• **TASK DETAILS**
Your answer should contain every line of the records, transcribed word for word.

• **EXERCISE INPUTS**
:::

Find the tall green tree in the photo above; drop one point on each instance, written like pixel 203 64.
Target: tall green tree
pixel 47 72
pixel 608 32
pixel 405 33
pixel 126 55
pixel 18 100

:::

• **RESULT OF THIS EXERCISE**
Find the tall green tree in the photo above; drop one point on each instance, written like pixel 203 64.
Target: tall green tree
pixel 47 72
pixel 608 32
pixel 405 33
pixel 126 55
pixel 18 100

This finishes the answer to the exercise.